= Task to carry out =
In full and without alteration, reproduce every record.

[Referring expression data]
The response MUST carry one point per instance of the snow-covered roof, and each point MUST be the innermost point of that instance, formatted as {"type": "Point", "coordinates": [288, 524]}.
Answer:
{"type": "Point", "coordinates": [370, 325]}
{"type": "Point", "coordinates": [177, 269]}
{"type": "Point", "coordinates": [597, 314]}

= Exercise result =
The response MUST carry one point per instance of the snow-covered roof, and each point MUST be the innermost point of that instance, formatted as {"type": "Point", "coordinates": [288, 524]}.
Answer:
{"type": "Point", "coordinates": [370, 325]}
{"type": "Point", "coordinates": [177, 269]}
{"type": "Point", "coordinates": [597, 314]}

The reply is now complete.